WRITTEN INSTRUCTION A:
Translate the sentence "The main premise is that an architectural plan can be read as a graph." from the Habitar 7.2 text below into Spanish.
WRITTEN INSTRUCTION B:
Transcribe the part of the Habitar 7.2 text below that opens with the words containing "The project asks" and closes with "Swiss Dwellings dataset.".

TEXT:
────────────────────

Habitar 7.2, a residential building by Giancarlo Mazzanti and Alejandro Castaño in Bogotá, was used as a case study to test how an architectural floor plan can be translated into a graph, analysed through spatial intelligence, and classified room-by-room with a graph neural network.

The project asks a simple question: what happens when a building is no longer read only as geometry, but as a system of spatial relationships?

Instead of treating the floor plan as a static drawing, the research converts rooms into nodes, doors into edges, and circulation into a measurable network. This graph is then analysed with TopologicPy and tested with a pretrained GraphSAGE model trained on the Modified Swiss Dwellings dataset.

Case Study and Plan Selection

The starting point was the complete residential building. Habitar 7.2 is organized as a stacked housing system, where several apartment levels repeat a similar spatial logic. For this research, one residential level was isolated.

This level contains five duplex apartments connected by a shared central corridor. That configuration makes it a useful test case for graph-based spatial analysis because the plan contains both private domestic rooms and a collective circulation spine.

The research therefore moves from the scale of the building to the scale of the plan, and from the plan to the topology of rooms and connections.

Elevation drawing of Habitar 7.2 showing seven residential levels above a parking base.
Architectural floor plan of the selected Habitar 7.2 residential level with apartments and central circulation.

Translating Architecture into Graph Data

The main premise is that an architectural plan can be read as a graph. In this translation, every room becomes a node, and every door, passage, or direct spatial connection becomes an edge.

This means that a bedroom, kitchen, stair, bathroom, corridor, or living space is no longer only a drawn area. It becomes a point in a network. The relationships between those spaces encode how movement, access, privacy, and hierarchy operate across the plan.

Room graph overlaid on a Habitar 7.2 floor plan with blue nodes and red edges.

This is important because a graph neural network does not read the plan as a human designer does. It does not automatically understand walls, furniture, domestic rituals, facade orientation, or room proportions. It reads data: nodes, edges, labels, and features.

Exterior photograph of Habitar 7.2 showing its concrete side wall and residential facade.

Methodology: Five Stages from Geometry to Prediction

The workflow was structured in five stages. Each stage translates architectural information into a more computational format, moving from references and geometry to graph construction, spatial analysis, and machine learning prediction.

Diagram showing five stages from geometry reconstruction to graph-based room prediction.

Stage 01 — Dataset and Room-Class References

The first stage established the reference system for translating residential architecture into graph data. The project used the Modified Swiss Dwellings dataset as a conceptual and technical reference for classifying residential spaces.

Instead of reading the plan only through lines, walls, and surfaces, the dataset organizes residential floor plans through room classes and spatial relationships. This makes it possible to define a graph-ready vocabulary.

Nine room classes were used in the project: bedroom, living room, kitchen, dining, corridor, stairs, storeroom, bathroom, and balcony. These classes became the target categories for the later node classification task.

Reference diagram showing room-class categories, Rhino layers, and color-coded residential spaces.

────────────────────

GIVEN DATA:

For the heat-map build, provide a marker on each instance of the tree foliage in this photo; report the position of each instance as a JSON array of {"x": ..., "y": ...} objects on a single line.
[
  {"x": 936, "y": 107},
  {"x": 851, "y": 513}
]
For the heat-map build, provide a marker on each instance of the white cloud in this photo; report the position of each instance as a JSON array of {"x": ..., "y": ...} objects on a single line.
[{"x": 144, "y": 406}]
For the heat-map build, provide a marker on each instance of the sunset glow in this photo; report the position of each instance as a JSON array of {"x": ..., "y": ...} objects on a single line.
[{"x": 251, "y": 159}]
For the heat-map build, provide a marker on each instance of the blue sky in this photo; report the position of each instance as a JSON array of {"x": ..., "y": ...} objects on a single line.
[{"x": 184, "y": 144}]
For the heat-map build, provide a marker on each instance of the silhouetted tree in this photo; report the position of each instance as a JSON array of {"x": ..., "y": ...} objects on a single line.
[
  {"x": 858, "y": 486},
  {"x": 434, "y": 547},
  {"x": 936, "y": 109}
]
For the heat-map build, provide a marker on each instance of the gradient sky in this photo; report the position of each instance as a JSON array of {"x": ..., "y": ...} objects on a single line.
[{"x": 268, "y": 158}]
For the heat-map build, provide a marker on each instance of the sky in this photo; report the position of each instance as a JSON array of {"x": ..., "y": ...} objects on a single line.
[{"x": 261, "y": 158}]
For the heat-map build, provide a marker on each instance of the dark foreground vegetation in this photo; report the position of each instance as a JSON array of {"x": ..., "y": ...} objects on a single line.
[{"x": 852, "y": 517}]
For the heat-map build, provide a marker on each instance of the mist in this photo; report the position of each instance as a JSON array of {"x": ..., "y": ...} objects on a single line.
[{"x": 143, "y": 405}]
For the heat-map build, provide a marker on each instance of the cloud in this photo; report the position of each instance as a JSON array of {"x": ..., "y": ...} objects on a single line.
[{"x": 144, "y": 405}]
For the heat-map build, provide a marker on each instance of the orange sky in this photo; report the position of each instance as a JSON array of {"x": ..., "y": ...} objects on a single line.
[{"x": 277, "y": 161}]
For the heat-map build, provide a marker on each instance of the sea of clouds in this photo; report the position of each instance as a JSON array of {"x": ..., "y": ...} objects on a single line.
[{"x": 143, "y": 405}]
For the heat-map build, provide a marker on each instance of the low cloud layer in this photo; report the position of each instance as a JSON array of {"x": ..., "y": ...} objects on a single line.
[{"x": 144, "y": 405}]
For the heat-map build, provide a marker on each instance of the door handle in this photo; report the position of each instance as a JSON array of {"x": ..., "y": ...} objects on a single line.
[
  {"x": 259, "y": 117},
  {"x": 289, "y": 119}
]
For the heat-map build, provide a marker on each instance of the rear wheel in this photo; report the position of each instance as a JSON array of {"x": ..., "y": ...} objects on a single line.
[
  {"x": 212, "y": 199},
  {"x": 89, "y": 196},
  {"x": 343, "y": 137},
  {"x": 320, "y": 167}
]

────────────────────

COMPLETE RESPONSE A:
La premisa principal es que un plano arquitectónico puede leerse como un grafo.

COMPLETE RESPONSE B:
The project asks a simple question: what happens when a building is no longer read only as geometry, but as a system of spatial relationships?

Instead of treating the floor plan as a static drawing, the research converts rooms into nodes, doors into edges, and circulation into a measurable network. This graph is then analysed with TopologicPy and tested with a pretrained GraphSAGE model trained on the Modified Swiss Dwellings dataset.